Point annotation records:
──────

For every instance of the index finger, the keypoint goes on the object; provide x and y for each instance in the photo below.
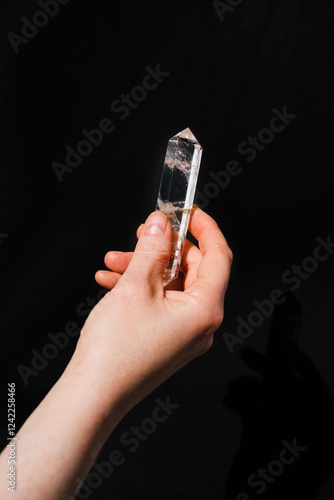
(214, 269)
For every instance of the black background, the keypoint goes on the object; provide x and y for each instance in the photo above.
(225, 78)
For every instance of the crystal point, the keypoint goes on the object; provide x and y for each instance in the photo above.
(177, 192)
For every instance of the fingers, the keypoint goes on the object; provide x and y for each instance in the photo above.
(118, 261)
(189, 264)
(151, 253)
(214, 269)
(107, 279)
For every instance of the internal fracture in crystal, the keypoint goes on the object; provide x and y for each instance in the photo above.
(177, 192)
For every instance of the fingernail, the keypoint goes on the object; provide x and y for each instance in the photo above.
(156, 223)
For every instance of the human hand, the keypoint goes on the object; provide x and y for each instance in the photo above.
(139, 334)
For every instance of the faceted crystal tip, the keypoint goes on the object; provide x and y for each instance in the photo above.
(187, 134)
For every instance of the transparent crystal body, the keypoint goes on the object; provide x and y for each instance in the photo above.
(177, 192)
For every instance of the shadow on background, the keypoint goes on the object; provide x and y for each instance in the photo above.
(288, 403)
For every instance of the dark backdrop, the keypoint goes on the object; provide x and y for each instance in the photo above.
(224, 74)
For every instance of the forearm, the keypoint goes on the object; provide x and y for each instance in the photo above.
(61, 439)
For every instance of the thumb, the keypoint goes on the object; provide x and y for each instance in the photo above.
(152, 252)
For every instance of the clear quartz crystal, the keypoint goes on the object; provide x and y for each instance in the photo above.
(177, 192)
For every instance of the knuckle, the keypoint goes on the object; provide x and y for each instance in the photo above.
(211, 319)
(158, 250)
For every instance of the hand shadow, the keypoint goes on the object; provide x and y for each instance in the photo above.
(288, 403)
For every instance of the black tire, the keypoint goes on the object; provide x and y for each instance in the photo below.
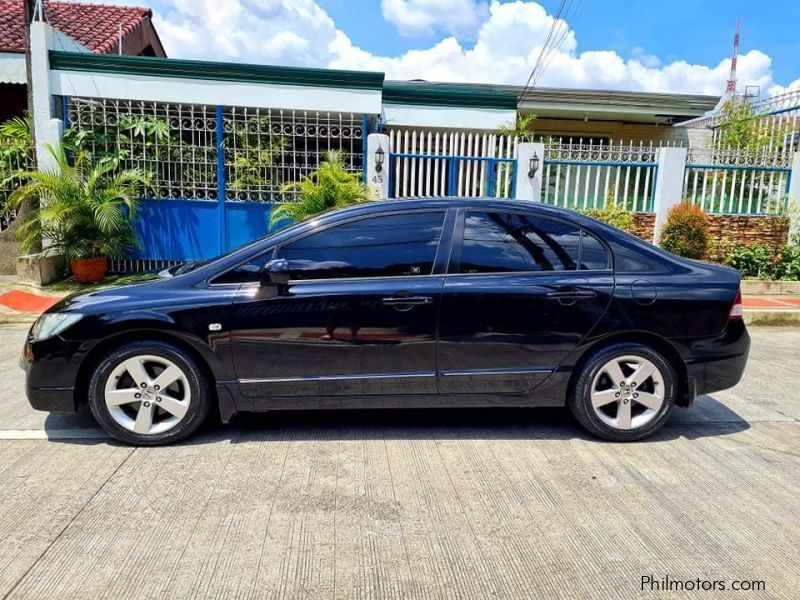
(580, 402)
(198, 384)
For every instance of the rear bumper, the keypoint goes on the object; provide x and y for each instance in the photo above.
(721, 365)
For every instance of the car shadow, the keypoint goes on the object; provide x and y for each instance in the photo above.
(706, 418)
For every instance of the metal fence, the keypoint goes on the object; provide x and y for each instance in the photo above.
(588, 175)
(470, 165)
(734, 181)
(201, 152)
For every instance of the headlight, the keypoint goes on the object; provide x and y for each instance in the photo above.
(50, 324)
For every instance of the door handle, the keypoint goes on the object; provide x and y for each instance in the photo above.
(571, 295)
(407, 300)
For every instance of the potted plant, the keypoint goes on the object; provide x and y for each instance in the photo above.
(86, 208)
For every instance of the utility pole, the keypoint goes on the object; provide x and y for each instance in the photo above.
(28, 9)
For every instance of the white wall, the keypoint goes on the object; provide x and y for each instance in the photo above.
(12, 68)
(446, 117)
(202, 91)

──────

> [Aim of the task]
The line that contains "For every instance of the black tire, the" opens the part to copy, and the last line of the records closes it; set down those lines exactly, pictures excluded.

> [Solved exercise]
For every instance of the black tire, the keypoint goes on the object; provide x and y for each instance in the photo below.
(580, 402)
(198, 384)
For every instance of the rear bumper, the keypoint goes on the object; provide x and y for each instance in the photo above.
(721, 365)
For every instance of the car shadow, the keypoint goes on the object; provide x and y for each instance in the photo above.
(706, 418)
For every instance of the metal fence, the keypoint goes on the object; provide x and y for each instance in the photo above.
(588, 175)
(470, 165)
(734, 181)
(201, 152)
For every instance of the headlight, the keypoint goes on the object; provide x and y for each instance in the photo above.
(50, 324)
For every instance of the door handle, the keypoint goes on the object; provide x and y for each instance in the photo above.
(571, 295)
(407, 300)
For every instance of the potted plant, the keypoint goes on the object; provide x and y for each instance in the photo above.
(86, 208)
For every instance of the utility pole, the keypoint goes on the object; provide x and y for each instance in the photo above.
(28, 9)
For every instance of the white wall, the keypoint goes on the object; provide x and y for each instance in the photo above.
(12, 68)
(446, 117)
(202, 91)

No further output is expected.